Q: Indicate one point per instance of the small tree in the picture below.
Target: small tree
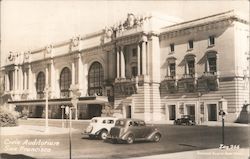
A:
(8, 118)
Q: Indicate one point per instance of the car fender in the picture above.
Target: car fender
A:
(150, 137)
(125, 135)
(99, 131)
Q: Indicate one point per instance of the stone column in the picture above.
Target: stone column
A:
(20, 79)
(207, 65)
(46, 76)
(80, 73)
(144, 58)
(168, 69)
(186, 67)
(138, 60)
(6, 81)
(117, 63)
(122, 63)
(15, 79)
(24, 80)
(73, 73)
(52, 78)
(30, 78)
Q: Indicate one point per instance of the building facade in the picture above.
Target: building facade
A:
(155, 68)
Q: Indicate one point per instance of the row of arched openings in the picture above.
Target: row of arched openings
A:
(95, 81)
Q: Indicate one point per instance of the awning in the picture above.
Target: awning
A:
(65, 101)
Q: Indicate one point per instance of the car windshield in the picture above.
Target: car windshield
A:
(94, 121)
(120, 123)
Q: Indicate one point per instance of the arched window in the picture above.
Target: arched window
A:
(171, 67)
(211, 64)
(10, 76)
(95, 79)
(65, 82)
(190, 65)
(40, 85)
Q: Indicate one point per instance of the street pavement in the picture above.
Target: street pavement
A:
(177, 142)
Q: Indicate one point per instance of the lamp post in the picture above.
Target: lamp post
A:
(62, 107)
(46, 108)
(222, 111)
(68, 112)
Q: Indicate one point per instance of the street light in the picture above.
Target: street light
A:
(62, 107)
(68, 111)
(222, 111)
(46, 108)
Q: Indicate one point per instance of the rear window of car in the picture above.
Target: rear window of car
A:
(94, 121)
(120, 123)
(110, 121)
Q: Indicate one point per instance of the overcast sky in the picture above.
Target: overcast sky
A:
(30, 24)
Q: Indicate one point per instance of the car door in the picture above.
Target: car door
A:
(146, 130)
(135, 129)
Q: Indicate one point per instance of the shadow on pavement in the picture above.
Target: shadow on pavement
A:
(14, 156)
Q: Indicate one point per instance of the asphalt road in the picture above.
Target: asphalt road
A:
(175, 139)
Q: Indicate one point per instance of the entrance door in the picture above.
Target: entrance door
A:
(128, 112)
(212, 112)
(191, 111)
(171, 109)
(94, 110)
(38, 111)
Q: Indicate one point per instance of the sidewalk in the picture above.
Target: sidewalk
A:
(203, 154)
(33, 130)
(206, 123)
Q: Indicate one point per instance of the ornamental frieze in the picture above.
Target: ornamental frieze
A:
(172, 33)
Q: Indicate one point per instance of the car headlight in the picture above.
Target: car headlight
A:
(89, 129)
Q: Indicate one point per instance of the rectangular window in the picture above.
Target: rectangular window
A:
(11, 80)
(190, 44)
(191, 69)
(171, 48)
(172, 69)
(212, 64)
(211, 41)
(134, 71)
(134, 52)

###

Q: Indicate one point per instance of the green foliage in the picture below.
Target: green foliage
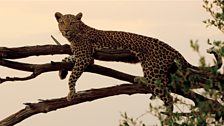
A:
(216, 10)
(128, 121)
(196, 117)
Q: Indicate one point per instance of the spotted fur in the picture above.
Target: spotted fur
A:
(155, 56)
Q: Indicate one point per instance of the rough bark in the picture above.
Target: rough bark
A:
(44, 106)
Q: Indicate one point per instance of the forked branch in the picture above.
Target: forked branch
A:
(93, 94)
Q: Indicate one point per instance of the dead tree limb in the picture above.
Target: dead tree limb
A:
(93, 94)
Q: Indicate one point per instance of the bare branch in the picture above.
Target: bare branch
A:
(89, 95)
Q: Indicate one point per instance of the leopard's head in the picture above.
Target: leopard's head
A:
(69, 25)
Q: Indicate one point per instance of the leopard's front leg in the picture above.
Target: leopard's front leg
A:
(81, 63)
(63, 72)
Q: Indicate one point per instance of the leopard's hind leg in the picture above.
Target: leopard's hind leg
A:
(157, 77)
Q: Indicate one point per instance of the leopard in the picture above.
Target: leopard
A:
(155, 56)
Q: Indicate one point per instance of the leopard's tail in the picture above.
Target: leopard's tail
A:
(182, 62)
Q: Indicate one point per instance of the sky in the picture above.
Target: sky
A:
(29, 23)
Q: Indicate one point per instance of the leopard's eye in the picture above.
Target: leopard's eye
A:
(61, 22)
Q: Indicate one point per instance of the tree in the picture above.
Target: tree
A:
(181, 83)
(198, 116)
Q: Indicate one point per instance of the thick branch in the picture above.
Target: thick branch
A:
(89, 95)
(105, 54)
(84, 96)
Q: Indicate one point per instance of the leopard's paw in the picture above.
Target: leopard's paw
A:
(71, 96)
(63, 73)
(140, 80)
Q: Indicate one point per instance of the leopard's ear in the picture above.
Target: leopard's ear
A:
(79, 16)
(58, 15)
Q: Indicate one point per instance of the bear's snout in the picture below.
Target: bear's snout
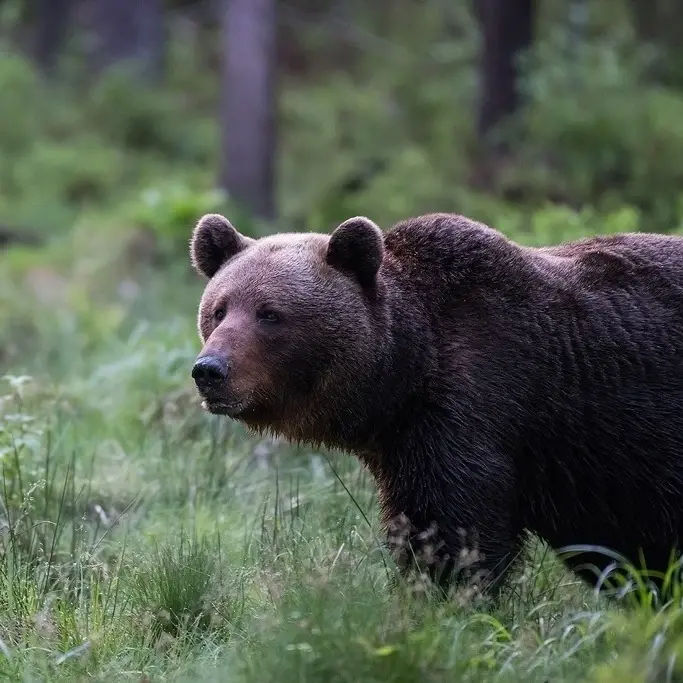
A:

###

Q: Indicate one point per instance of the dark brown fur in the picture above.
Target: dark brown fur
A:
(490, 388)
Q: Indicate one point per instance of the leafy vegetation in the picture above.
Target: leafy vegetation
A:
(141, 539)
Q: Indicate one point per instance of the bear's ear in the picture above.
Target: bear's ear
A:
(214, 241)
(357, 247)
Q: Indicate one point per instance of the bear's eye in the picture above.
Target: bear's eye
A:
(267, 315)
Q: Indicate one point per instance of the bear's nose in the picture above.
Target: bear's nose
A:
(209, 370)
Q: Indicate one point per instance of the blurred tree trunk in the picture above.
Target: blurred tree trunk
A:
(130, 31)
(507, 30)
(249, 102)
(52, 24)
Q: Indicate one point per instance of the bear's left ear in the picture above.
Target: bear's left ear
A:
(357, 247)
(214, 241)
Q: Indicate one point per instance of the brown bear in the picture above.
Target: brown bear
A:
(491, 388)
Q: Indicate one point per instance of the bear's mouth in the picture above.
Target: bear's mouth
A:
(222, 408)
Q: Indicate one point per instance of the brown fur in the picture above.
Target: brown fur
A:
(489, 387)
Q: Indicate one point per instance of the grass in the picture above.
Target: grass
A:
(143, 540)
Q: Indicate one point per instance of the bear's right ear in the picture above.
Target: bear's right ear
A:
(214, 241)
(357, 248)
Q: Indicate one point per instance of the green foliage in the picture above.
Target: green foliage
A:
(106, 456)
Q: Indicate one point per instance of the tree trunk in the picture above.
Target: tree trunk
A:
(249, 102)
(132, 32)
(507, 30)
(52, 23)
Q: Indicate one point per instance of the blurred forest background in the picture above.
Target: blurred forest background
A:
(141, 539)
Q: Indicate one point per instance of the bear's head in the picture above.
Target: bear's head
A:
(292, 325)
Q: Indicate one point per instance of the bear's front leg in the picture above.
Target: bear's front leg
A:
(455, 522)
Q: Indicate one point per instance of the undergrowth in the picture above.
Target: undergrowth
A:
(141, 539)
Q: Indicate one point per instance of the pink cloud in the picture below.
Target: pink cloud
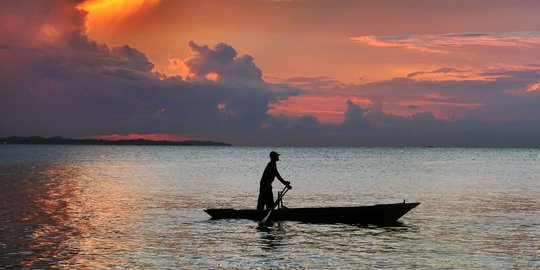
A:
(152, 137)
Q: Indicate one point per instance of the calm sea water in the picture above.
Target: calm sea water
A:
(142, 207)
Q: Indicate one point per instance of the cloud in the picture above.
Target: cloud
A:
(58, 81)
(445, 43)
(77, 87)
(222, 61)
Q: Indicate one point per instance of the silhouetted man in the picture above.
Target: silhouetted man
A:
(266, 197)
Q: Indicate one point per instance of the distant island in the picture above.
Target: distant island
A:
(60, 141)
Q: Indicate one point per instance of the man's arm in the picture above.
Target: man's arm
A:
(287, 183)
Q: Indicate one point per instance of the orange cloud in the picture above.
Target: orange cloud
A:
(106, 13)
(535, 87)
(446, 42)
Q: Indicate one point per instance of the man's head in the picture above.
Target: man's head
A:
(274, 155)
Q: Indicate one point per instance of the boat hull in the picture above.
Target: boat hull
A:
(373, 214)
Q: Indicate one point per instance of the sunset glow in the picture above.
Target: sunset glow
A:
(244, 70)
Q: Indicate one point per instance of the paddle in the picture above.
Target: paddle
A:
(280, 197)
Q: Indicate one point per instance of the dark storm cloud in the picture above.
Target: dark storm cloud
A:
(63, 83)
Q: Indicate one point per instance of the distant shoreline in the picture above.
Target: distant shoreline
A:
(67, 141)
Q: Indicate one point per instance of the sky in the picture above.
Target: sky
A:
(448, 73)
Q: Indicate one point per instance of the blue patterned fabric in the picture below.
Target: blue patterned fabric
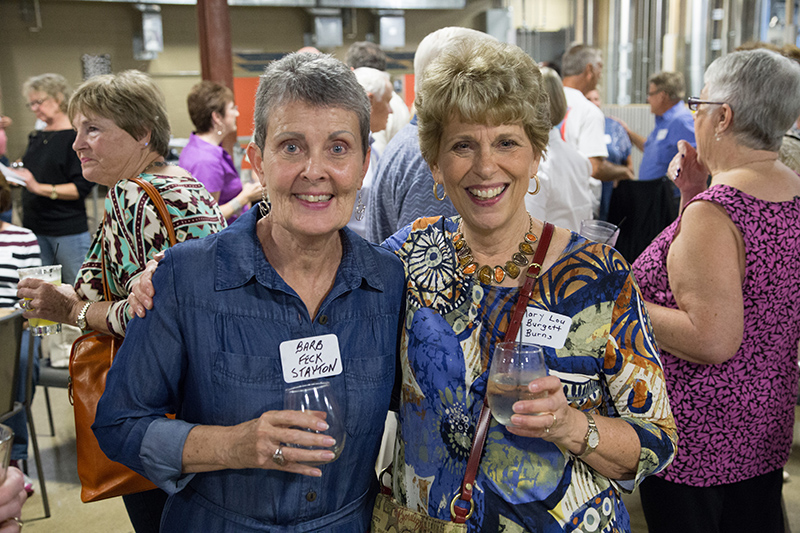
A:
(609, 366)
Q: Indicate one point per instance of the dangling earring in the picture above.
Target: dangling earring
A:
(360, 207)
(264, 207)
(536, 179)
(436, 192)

###

Work to complete:
From the data above, return every line from the line that has "Target: leafy vegetation" up to and including the line that has "Target: bear's right ear", exactly.

Exercise result:
Target: leafy vegetation
A:
(141, 539)
Q: Indicate one point per instance of the bear's ear in the picture above.
Target: bear's ear
A:
(214, 241)
(357, 247)
Q: Indicate one point per instance of the bear's eye in the picture above.
Target: bear's eye
A:
(267, 315)
Q: Indicate one point per instance of the bear's nose in the picture above.
Target: bear's nose
A:
(209, 370)
Q: Indicate one point per instance of the blurred tree trunk in the picture above.
Target: blurred tree trunk
A:
(130, 31)
(507, 30)
(249, 102)
(52, 24)
Q: Indicate one point per instance of the bear's left ear in the picture above.
Target: bear's left ear
A:
(357, 247)
(214, 241)
Q: Indicate one point per instance of the brown bear in the picture above.
Target: brown bear
A:
(491, 388)
Q: Indicate one point per instance of the bear's mouth in the picture above.
Target: bear's mouth
A:
(222, 408)
Q: Indicate one point per instance of the brown fur in the picture above.
Target: brown fur
A:
(489, 387)
Q: Indicate one point per instance of the grass in the picture above.
Target: grass
A:
(143, 540)
Q: Indicate one point per instance of the bear's right ear in the picture above.
Target: bear's right ear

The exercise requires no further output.